What is needed — Revise the passage on preserving ovarian function during chemotherapy, beginning at the words "However, OCPs do" and stopping after "damage from chemotherapy.", replacing "hundreds" with "dozens".

Document passage —
-- Opening Marker --

Drugs that alter the function of the ovary, such
as oral contraceptive pills (OCPs) and gonadotropin-releasing
hormone (GnRH) analogues, have been tested as potentially useful
agents in preventing ovarian damage. The notion that ovarian function
could be preserved while in a quiescent state, thus rendering
the ovaries less susceptible to the damage of chemotherapy, is
attractive. OCPs were initially thought to provide such pharmacologic
protection. They exert their effect by inhibiting the development
and maturation of the monthly dominant follicle, thereby preventing
the development of a mature oocyte capable of being fertilized.
However, OCPs do not affect the early development of the hundreds
of other follicles that begin the maturation process; these follicles,
therefore, remain susceptible to damage from chemotherapy.

-- Closing Marker --

Information shown —

-- Opening Marker --

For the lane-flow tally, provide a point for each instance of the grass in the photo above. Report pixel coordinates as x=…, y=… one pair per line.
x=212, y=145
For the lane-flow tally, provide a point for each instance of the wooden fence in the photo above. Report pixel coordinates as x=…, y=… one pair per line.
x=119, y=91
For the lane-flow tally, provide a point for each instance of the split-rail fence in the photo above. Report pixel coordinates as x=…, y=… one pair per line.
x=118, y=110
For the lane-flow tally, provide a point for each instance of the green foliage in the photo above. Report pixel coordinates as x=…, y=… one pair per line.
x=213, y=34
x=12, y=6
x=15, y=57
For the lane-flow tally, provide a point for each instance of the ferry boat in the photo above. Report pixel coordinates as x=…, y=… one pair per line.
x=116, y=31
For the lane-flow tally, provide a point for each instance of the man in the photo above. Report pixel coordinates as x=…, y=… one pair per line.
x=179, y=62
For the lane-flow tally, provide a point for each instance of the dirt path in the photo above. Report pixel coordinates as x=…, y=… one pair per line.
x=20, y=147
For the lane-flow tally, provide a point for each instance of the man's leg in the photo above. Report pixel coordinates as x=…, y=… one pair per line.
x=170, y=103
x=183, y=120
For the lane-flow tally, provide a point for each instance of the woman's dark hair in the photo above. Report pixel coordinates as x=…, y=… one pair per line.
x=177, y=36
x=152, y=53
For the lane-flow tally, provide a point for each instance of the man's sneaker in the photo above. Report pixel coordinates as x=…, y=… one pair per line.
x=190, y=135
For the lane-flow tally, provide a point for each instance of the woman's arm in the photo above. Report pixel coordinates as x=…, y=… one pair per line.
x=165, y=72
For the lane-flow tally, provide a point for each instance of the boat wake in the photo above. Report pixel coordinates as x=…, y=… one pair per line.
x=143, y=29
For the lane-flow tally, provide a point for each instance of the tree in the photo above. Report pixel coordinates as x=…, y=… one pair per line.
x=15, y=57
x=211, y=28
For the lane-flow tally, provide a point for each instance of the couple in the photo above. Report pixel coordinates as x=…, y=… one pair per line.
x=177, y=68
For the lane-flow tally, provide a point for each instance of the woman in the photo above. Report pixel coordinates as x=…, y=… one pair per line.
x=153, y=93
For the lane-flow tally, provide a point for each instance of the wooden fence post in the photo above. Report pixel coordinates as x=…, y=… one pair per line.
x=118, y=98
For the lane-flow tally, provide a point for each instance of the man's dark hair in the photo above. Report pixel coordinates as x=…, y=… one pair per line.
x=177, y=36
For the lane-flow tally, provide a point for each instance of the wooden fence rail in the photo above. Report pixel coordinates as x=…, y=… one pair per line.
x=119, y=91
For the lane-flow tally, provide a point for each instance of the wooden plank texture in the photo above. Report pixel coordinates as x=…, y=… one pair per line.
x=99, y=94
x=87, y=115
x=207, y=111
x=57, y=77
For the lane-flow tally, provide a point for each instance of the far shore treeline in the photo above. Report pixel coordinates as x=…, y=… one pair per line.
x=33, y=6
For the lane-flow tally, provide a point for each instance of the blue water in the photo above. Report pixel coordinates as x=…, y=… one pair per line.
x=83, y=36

-- Closing Marker --
-- Opening Marker --

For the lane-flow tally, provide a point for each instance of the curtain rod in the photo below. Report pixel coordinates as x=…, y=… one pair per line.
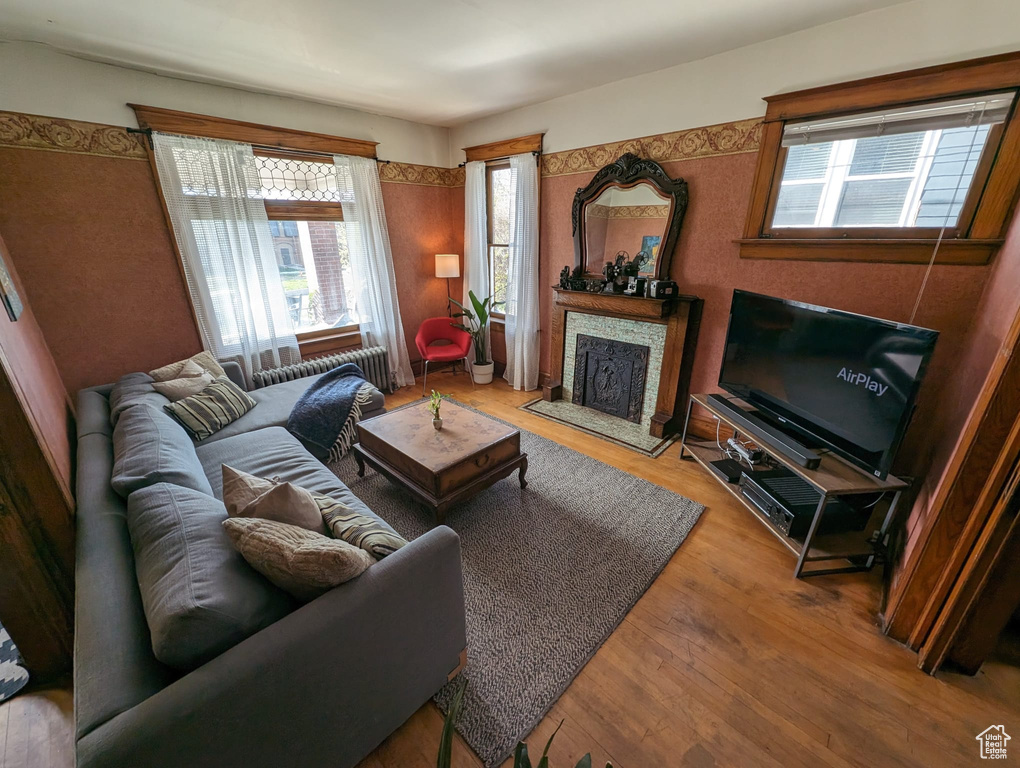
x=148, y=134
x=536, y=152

-- Closing Marker --

Task answer —
However, OCPs do not affect the early development of the dozens
of other follicles that begin the maturation process; these follicles,
therefore, remain susceptible to damage from chemotherapy.